## How to complete this task
Sort through the listing below and keep each line with the word "block". Copy those.

## Exercise inputs
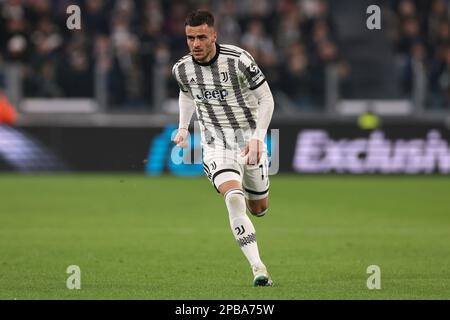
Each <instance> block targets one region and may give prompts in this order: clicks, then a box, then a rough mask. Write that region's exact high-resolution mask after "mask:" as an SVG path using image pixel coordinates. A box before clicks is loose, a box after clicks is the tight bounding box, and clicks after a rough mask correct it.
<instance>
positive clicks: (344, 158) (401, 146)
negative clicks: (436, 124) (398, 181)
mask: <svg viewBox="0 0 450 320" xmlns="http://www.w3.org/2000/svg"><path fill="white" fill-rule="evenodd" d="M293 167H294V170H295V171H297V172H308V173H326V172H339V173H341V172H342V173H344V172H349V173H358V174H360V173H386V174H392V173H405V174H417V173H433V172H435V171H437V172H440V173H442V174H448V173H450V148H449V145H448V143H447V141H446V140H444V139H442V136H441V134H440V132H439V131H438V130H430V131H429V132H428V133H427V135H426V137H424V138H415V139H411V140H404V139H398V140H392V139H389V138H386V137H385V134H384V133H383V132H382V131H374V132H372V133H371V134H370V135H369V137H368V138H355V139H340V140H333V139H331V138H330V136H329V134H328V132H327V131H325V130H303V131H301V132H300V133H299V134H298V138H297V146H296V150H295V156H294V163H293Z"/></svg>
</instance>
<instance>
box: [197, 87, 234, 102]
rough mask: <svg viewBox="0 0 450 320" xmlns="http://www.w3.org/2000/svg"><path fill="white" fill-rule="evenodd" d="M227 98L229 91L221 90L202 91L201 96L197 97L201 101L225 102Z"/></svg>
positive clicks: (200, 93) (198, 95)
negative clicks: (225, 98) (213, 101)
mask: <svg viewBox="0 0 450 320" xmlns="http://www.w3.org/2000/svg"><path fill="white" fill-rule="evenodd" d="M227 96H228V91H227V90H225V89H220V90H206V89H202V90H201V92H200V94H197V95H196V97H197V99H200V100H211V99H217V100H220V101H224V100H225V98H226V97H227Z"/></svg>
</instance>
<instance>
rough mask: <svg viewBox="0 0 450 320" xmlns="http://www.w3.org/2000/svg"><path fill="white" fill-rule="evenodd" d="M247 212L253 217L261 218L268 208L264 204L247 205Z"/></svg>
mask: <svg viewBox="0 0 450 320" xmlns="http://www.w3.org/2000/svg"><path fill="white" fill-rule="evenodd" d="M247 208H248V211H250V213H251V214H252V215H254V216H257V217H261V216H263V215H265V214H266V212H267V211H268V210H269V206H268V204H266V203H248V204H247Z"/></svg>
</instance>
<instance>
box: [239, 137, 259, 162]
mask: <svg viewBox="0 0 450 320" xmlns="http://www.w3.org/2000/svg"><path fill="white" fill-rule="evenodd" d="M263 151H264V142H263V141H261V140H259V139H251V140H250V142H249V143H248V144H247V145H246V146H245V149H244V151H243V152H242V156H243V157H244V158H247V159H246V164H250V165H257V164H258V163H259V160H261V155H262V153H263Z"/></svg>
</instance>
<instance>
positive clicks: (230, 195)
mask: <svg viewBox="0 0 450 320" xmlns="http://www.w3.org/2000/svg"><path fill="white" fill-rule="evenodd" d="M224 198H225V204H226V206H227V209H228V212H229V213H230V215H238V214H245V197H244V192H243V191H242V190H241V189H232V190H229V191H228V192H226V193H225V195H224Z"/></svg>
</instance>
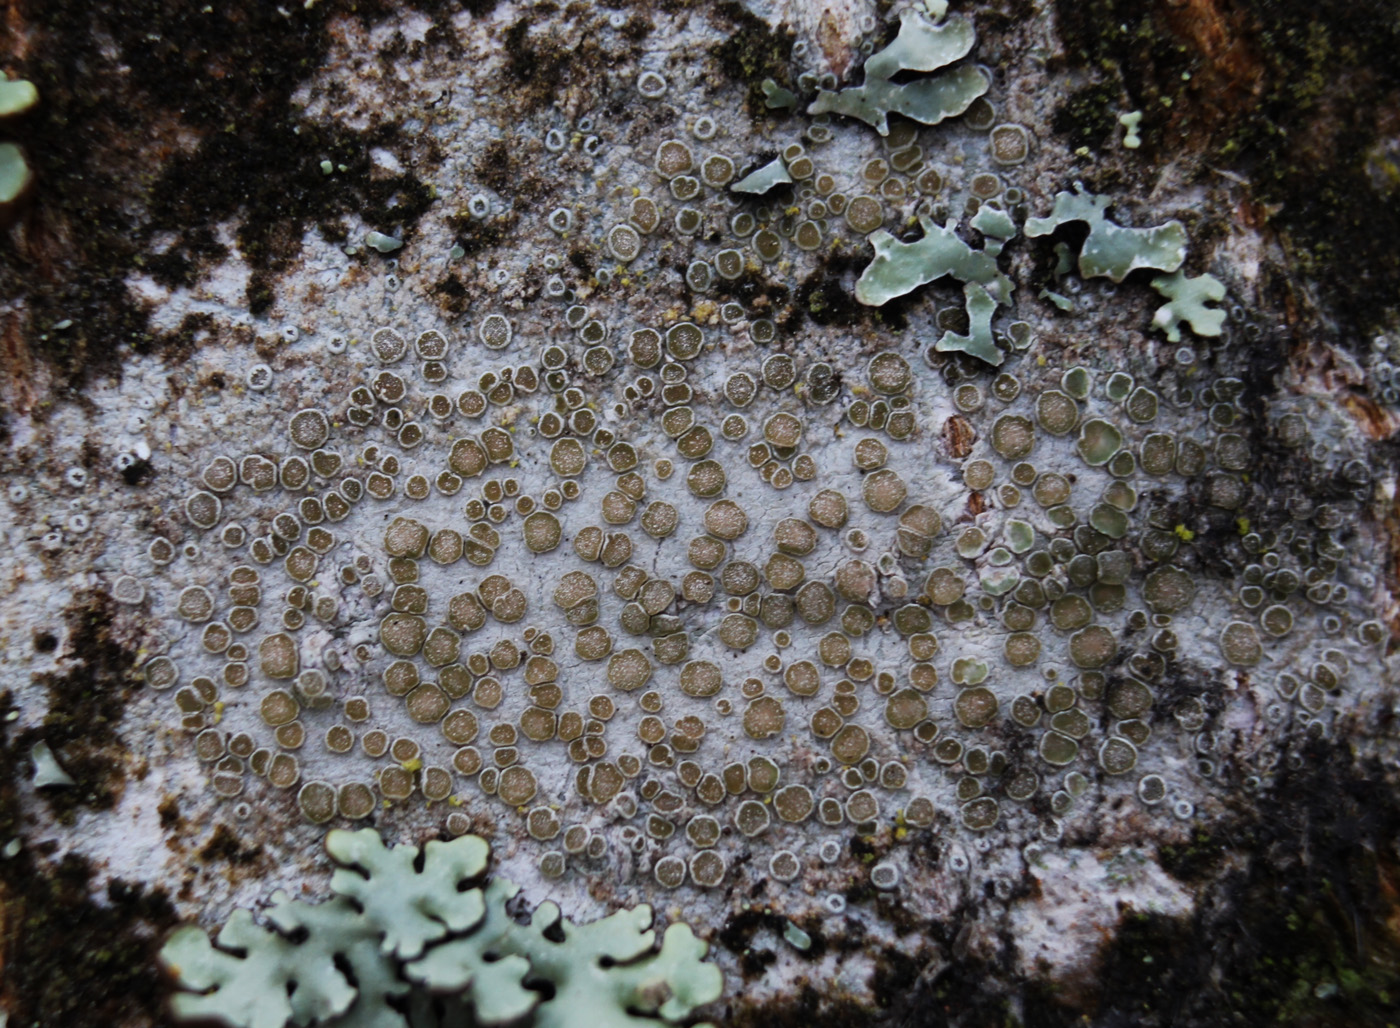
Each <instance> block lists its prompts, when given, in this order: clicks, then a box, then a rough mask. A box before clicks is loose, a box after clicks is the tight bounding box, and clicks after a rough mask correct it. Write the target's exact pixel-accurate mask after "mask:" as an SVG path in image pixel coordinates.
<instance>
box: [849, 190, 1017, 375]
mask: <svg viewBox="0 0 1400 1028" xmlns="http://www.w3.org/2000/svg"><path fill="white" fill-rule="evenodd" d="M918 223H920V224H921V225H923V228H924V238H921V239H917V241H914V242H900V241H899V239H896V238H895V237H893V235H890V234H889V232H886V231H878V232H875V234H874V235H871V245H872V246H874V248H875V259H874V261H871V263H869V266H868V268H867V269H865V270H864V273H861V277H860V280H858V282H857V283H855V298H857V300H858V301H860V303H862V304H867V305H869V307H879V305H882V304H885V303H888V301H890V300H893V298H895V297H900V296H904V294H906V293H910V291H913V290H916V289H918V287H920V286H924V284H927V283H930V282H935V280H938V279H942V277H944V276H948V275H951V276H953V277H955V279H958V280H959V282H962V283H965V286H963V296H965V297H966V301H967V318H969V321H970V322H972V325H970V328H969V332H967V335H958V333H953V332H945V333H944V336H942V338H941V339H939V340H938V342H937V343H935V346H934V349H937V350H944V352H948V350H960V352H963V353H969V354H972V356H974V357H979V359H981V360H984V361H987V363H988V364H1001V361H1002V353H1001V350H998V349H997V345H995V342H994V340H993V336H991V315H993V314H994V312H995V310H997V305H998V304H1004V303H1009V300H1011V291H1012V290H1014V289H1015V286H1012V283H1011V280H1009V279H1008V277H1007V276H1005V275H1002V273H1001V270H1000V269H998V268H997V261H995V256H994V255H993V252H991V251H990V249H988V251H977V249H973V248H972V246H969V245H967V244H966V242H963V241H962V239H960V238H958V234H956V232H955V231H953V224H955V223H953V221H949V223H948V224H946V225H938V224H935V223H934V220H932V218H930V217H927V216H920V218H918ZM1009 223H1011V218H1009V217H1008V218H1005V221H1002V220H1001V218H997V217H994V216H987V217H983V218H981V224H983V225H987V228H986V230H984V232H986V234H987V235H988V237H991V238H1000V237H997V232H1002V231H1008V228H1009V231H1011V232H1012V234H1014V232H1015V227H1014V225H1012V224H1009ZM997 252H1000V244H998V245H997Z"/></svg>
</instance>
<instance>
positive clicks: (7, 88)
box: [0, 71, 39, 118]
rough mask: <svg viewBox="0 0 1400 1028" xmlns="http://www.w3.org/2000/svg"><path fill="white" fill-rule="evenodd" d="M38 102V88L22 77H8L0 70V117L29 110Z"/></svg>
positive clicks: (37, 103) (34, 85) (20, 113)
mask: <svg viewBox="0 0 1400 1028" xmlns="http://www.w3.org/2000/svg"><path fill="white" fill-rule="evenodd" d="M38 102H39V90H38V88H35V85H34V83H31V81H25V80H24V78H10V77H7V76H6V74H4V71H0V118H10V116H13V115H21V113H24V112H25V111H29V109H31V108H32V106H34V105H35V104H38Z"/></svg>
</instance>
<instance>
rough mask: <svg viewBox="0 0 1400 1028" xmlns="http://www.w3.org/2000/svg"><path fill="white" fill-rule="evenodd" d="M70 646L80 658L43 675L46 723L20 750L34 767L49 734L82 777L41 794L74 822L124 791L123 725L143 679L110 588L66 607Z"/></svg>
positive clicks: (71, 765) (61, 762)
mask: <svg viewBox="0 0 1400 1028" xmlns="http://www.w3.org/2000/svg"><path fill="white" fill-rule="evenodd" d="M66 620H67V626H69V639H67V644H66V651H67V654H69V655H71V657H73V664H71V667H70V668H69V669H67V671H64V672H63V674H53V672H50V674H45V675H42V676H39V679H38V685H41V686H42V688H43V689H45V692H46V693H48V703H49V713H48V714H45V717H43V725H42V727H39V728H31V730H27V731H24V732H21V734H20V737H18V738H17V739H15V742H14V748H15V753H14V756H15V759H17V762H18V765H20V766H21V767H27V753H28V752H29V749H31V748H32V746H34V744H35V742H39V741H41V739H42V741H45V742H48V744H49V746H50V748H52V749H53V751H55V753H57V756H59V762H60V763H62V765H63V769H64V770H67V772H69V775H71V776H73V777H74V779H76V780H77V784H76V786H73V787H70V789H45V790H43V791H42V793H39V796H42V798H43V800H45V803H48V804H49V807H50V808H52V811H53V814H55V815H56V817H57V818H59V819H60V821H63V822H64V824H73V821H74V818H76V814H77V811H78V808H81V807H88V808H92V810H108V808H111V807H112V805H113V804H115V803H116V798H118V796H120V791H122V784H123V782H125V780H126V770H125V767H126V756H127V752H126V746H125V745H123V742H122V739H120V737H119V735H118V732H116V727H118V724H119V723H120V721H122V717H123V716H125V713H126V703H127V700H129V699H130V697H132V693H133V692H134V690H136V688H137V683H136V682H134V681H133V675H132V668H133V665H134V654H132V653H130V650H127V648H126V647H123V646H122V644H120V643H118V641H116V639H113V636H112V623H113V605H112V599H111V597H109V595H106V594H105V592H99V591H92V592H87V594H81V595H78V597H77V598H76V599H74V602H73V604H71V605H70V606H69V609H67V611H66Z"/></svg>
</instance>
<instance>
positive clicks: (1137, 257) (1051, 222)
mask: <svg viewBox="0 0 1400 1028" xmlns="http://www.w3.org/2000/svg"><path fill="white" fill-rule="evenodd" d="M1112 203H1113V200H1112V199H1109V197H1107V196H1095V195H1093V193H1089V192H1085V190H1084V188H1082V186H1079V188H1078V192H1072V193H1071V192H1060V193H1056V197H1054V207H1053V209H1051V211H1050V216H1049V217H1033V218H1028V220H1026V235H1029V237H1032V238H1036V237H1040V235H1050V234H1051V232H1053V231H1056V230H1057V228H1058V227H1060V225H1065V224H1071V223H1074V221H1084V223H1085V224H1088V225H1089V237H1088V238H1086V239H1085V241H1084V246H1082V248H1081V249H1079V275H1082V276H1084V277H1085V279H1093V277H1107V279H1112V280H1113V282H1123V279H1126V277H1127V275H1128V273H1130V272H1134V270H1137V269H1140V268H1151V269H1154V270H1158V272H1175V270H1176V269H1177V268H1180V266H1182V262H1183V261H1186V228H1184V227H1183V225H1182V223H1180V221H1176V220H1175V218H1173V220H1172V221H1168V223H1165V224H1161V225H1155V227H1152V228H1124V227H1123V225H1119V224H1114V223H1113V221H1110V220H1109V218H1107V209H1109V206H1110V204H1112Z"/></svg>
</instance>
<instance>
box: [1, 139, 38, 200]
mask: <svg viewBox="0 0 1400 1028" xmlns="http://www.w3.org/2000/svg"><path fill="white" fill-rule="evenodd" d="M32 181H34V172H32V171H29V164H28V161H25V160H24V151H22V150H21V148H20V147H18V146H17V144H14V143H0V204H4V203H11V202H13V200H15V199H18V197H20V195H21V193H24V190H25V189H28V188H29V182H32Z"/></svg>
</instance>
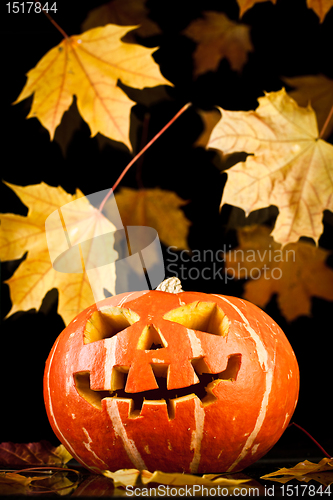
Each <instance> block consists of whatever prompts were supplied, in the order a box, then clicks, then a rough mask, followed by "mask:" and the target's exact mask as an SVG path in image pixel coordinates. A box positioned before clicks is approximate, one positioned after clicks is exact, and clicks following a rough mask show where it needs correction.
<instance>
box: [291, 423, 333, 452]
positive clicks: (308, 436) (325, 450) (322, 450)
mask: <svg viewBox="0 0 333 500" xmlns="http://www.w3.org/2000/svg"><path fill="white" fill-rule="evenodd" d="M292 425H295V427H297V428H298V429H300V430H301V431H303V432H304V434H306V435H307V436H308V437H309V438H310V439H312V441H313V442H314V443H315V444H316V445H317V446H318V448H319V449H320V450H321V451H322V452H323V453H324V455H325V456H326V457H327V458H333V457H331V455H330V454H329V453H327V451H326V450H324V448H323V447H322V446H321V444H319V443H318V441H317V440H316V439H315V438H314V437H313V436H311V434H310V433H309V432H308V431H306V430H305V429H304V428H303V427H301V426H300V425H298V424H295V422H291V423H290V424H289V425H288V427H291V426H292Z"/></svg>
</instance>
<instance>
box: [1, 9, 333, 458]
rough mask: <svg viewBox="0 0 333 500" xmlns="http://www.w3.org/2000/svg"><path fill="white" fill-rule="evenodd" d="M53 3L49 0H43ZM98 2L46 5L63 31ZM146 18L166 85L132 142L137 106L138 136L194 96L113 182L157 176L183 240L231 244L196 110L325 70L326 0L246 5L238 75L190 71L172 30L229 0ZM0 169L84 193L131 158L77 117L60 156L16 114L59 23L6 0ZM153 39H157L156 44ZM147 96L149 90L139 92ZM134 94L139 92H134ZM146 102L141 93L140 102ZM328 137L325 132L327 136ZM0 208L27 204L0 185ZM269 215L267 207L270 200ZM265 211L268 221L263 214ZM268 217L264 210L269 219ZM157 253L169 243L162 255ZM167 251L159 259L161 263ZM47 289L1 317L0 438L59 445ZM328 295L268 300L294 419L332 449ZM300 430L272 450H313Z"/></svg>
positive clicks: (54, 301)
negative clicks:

## Your response
Each <instance> block targets one region and may give prompts in this order: clicks, then a box, then a rough mask. Write that region's exact high-resolution mask after "mask:" as an SVG path using image pixel coordinates. A box before clicks is loose, a box after clicks is the tight bounding box, and clicks after a rough mask correct it.
Each <instance> block lists its prompts, when given, in this order: clicks, then a box, then a rough mask. A box before clicks is loose, a box after clicks is the tight bounding box, and clicks after a rough mask correct it. Write the target's exact pixel-accurate mask after "mask:" as an SVG path in image pixel coordinates.
Each <instance> block consists of whatever prompts were supplied, in the order a box, then clicks, then a rough mask, followed by "mask:" and the target's exact mask as an SVG path in image pixel coordinates. A box positioned before clicks is approximate, one positioned after clicks is exact, and clicks following a rough mask show where it needs correction.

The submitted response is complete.